Your task is to write out every line of the data exactly. Drop the pictures.

*** Opening GIVEN DATA ***

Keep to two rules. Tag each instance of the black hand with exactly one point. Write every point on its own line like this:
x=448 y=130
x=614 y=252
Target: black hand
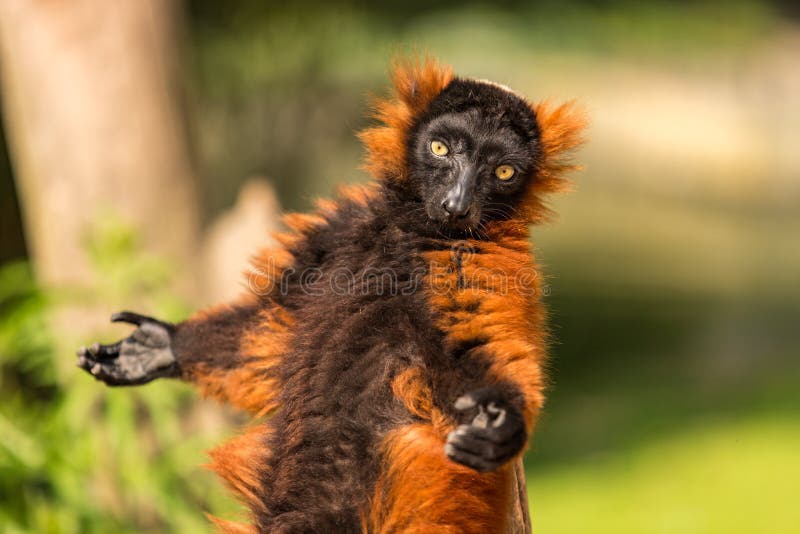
x=494 y=436
x=141 y=357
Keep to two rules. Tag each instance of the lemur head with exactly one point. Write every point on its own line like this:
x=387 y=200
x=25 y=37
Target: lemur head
x=472 y=152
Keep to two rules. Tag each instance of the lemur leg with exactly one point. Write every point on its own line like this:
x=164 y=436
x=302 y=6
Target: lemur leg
x=227 y=351
x=421 y=490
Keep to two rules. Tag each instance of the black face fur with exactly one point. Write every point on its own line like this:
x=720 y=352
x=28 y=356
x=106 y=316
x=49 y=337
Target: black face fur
x=483 y=127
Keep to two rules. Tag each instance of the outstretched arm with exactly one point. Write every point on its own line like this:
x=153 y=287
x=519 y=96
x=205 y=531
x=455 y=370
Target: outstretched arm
x=227 y=351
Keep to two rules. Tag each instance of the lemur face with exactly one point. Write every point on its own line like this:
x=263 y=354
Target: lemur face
x=473 y=154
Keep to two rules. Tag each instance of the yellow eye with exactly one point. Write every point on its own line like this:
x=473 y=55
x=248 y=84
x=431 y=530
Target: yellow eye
x=504 y=172
x=439 y=148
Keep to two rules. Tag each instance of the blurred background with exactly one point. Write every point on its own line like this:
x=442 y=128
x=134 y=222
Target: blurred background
x=147 y=147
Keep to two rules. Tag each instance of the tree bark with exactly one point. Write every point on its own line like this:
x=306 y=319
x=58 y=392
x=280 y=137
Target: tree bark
x=93 y=115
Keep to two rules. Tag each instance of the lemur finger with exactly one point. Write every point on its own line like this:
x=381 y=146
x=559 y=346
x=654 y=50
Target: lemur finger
x=138 y=319
x=96 y=351
x=130 y=318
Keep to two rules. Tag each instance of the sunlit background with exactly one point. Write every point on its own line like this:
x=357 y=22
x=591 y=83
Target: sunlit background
x=673 y=267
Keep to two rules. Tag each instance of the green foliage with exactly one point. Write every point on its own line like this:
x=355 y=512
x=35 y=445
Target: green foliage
x=76 y=456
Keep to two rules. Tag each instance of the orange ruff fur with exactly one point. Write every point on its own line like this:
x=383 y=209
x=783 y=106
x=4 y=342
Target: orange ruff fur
x=420 y=490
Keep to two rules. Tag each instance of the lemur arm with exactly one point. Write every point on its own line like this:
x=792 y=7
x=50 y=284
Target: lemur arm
x=225 y=351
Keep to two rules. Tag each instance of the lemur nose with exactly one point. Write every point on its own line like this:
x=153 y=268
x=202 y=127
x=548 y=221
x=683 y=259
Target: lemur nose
x=455 y=208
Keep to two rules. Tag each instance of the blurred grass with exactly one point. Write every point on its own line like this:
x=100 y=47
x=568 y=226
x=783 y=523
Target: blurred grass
x=673 y=269
x=79 y=457
x=720 y=476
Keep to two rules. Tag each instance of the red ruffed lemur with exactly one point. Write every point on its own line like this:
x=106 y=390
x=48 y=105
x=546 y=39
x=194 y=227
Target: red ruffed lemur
x=392 y=347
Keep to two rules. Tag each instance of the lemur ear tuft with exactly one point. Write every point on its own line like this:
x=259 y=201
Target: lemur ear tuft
x=416 y=83
x=561 y=132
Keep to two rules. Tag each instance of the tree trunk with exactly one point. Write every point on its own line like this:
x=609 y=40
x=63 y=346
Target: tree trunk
x=92 y=109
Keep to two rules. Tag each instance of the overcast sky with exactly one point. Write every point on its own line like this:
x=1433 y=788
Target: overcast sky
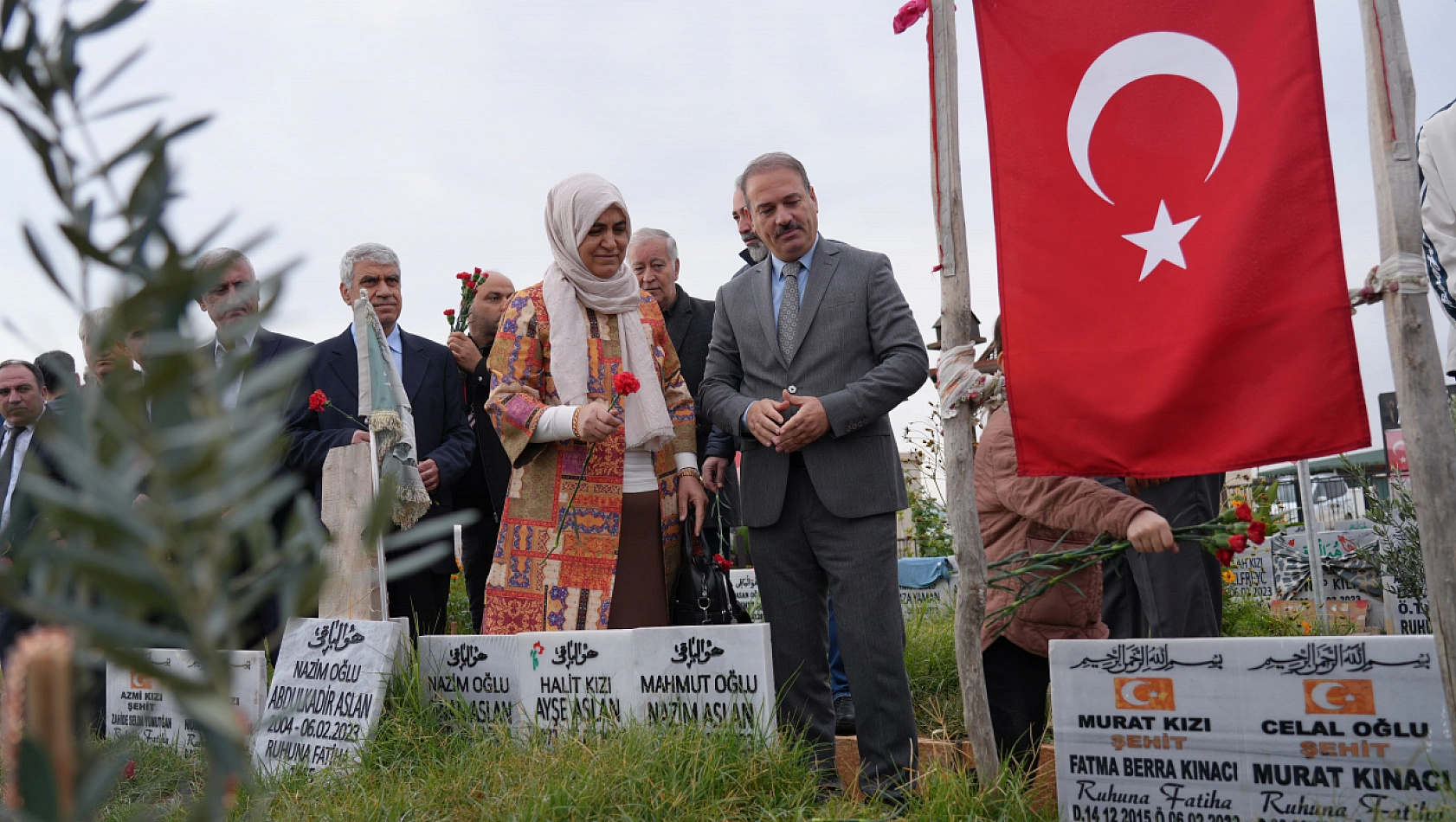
x=437 y=128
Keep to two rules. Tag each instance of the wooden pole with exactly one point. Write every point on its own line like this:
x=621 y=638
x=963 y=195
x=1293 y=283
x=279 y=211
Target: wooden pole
x=960 y=435
x=1312 y=527
x=1415 y=356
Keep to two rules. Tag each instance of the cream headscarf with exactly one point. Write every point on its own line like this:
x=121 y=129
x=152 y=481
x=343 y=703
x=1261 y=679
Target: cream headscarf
x=571 y=207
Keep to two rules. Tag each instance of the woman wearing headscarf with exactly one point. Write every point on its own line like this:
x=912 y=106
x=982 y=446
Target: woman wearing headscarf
x=602 y=482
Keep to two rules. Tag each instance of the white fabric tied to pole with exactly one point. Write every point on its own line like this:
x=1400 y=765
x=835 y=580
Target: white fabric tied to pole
x=1396 y=273
x=1405 y=271
x=384 y=405
x=961 y=382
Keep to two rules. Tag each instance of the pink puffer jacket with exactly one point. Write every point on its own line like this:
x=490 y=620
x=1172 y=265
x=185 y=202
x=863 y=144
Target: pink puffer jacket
x=1030 y=514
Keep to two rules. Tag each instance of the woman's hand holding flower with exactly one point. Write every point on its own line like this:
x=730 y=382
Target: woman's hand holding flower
x=691 y=493
x=596 y=422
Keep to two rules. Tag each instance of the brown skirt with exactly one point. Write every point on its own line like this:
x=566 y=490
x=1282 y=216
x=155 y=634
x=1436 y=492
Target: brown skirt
x=640 y=594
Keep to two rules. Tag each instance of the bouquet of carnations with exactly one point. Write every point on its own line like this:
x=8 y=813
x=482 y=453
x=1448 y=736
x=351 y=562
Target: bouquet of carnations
x=1031 y=575
x=467 y=284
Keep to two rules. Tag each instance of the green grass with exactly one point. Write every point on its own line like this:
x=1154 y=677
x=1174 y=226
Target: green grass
x=1254 y=617
x=935 y=683
x=418 y=768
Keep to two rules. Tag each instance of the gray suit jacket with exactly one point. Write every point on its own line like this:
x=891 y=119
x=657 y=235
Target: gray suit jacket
x=858 y=351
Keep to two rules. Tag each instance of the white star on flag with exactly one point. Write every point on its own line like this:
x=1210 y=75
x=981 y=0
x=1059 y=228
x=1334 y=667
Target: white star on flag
x=1163 y=241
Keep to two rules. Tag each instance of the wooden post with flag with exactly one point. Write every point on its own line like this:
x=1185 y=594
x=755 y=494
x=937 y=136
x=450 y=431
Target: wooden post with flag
x=1414 y=352
x=957 y=324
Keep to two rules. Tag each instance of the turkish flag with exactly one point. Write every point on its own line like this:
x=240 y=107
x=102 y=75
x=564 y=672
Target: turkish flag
x=1172 y=288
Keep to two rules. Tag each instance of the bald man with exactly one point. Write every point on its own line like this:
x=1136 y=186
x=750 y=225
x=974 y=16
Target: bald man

*** Closing GIVEN DATA ***

**EXERCISE SOLUTION:**
Keep to two rules. Tag each instance of the black hand with exactly one point. Write every point on its own line like this:
x=448 y=130
x=614 y=252
Target: black hand
x=494 y=436
x=141 y=357
Keep to two rules. Tag each instance of the lemur head with exactly one point. Write every point on its own line like this:
x=387 y=200
x=25 y=37
Target: lemur head
x=472 y=152
Keep to two rules. Tag each instance of the lemur leg with exactly one point. Write every point on its own line like this:
x=164 y=436
x=302 y=6
Target: lemur leg
x=227 y=351
x=421 y=490
Keep to two rules. Tag each instance of the black face fur with exactly one point. Write every point on its own line like this:
x=720 y=352
x=28 y=356
x=106 y=316
x=49 y=337
Target: black face fur
x=483 y=127
Keep to two rules. Tag each instance of the outstretched arm with exactly one point. Write every point on its own line like this:
x=153 y=287
x=519 y=96
x=205 y=531
x=455 y=370
Target: outstretched arm
x=227 y=351
Keep to two rules. Tag each instance of the lemur face with exactly one point. Write every point on its own line like this:
x=263 y=354
Target: lemur face
x=473 y=154
Keep to two rules. Tag each instance of the yellow eye with exactly one point. Write every point on its own line like this:
x=473 y=55
x=248 y=84
x=431 y=530
Target: yellow eye
x=504 y=172
x=439 y=148
Keep to two rules. Tag each instance of the blurred background with exactly one point. Write every point on its own line like this:
x=442 y=128
x=134 y=222
Target: blurred background
x=147 y=147
Keep to two rules. Tag each instance of the tree bark with exactly one point. Write every point on its own line like this:
x=306 y=319
x=58 y=392
x=280 y=137
Target: tree bark
x=93 y=115
Keep to two rules. Tag each instance of the lemur finger with exactly one point. Write every point on its own line like this:
x=381 y=146
x=559 y=346
x=654 y=50
Target: lemur finger
x=138 y=319
x=96 y=351
x=130 y=318
Keep to two rules. Tag each instance of the sunlit background with exactly one point. Write every point on its own line like this:
x=357 y=22
x=591 y=83
Target: sunlit background
x=673 y=267
Keep to two rules. Tag each instance of the green foliage with exactly one point. Write every point on its own line like this:
x=355 y=512
x=35 y=445
Target: green foliage
x=76 y=456
Keep to two rules. Tag each instance of the orange ruff fur with exactly one point. Write every point on its own line like this:
x=383 y=209
x=783 y=106
x=4 y=342
Target: orange ruff fur
x=420 y=490
Keep to two rules. Tag each instance of the lemur arm with exactly one point. Write every point on its own line like this:
x=792 y=7
x=50 y=284
Target: lemur arm
x=225 y=351
Keep to two rules. Tag each instance of the lemur nose with exactly one point. Write every point on its own line like this:
x=153 y=268
x=202 y=127
x=548 y=221
x=683 y=259
Target: lemur nose
x=455 y=208
Keep to two rules. Tag each instance of the blurred grass with exactly one point. Write every point on its own line like this:
x=100 y=47
x=568 y=226
x=783 y=523
Target: blurred grass
x=673 y=269
x=79 y=457
x=720 y=476
Keep to two rules. Tag each instance of the red ruffed lemur with exactly one point. Write every point on its own line like this:
x=106 y=390
x=48 y=105
x=546 y=39
x=194 y=227
Target: red ruffed lemur
x=392 y=347
Keep to two rules. Tag each instance of the lemur ear tuft with exactly one point. Write every point on its own line like this:
x=259 y=201
Target: lemur ear tuft
x=416 y=83
x=561 y=132
Keep to two rules. Tag each instance of the tree trunk with exactly one point. Write every point on its own line like this:
x=609 y=40
x=63 y=346
Target: tree trunk
x=92 y=109
Keep to two rules. Tag each instance of the overcast sky with exactly one point. Write every point on its own line like this:
x=1433 y=788
Target: overcast sky
x=437 y=128
Keep to two rules. Tag each instance of the wooden pole with exactly one point. Write every point on its own line like this:
x=621 y=638
x=963 y=195
x=1293 y=283
x=279 y=211
Target: wooden pole
x=960 y=435
x=1312 y=527
x=1415 y=356
Keep to two rules. Tag each instance of the cream headscarf with exactly one point. Write every point on its own line like this:
x=121 y=129
x=152 y=481
x=343 y=703
x=1261 y=679
Target: cream headscarf
x=571 y=207
Keep to two rules. Tag each instance of the woman wearing headscarf with exactly one point. Write every point on its own line like this:
x=912 y=106
x=982 y=446
Target: woman wearing headscarf
x=602 y=482
Keep to two rules. Tag each instance of the white fabric tied to pole with exactly one point. Write every point on its own line like this:
x=1400 y=765
x=835 y=580
Target: white fabric tied to pole
x=1396 y=273
x=1405 y=271
x=384 y=405
x=961 y=382
Keep to two rules. Tag each instance of the pink puffer jacket with exactly one point. Write every point on its own line like this:
x=490 y=620
x=1172 y=265
x=185 y=202
x=863 y=144
Target: pink puffer jacket
x=1030 y=514
Keep to two rules. Tag each instance of the woman's hand holding flower with exactly one point. Write every point on its own line like this:
x=730 y=382
Target: woman's hand holding flower
x=691 y=493
x=596 y=422
Keep to two rules. Tag each instance of the brown skirt with exactly one point. Write every point on its own line like this:
x=566 y=490
x=1282 y=216
x=155 y=634
x=1436 y=492
Target: brown skirt
x=640 y=594
Keep to two rules. Tag each instance of the bouquet of carnations with exactly one point. Write every point on its own line like this:
x=8 y=813
x=482 y=453
x=1448 y=736
x=351 y=562
Target: bouquet of carnations
x=1031 y=575
x=467 y=284
Keep to two rules. Tag each instance of the green grass with exactly one point. Write every point on its own line like this:
x=1154 y=677
x=1174 y=226
Target: green grass
x=1254 y=617
x=935 y=683
x=418 y=768
Keep to two rules. Tag each instance of the gray suit jacket with exactly one point. Write every point on its own line like this:
x=891 y=119
x=657 y=235
Target: gray suit jacket
x=858 y=351
Keep to two rules. Tag each instance of the white star on flag with exactly one point. Write every point on its own line like this:
x=1210 y=75
x=981 y=0
x=1059 y=228
x=1334 y=667
Target: white star on flag
x=1163 y=241
Keep to two rules. Tag each instance of the wooden post with flag with exactly one point. Write every point on its own line like this:
x=1185 y=594
x=755 y=494
x=937 y=136
x=450 y=431
Target: wooden post with flag
x=1414 y=352
x=957 y=324
Keep to two rules. Tag each instance of the turkish flag with exactly one point. Write every point on its own line like this:
x=240 y=107
x=102 y=75
x=564 y=672
Target: turkish flag
x=1172 y=288
Keep to two rules. Tag each instance of the bald man with exactly one point. Write every point on its own line like this:
x=1136 y=186
x=750 y=225
x=974 y=16
Target: bald man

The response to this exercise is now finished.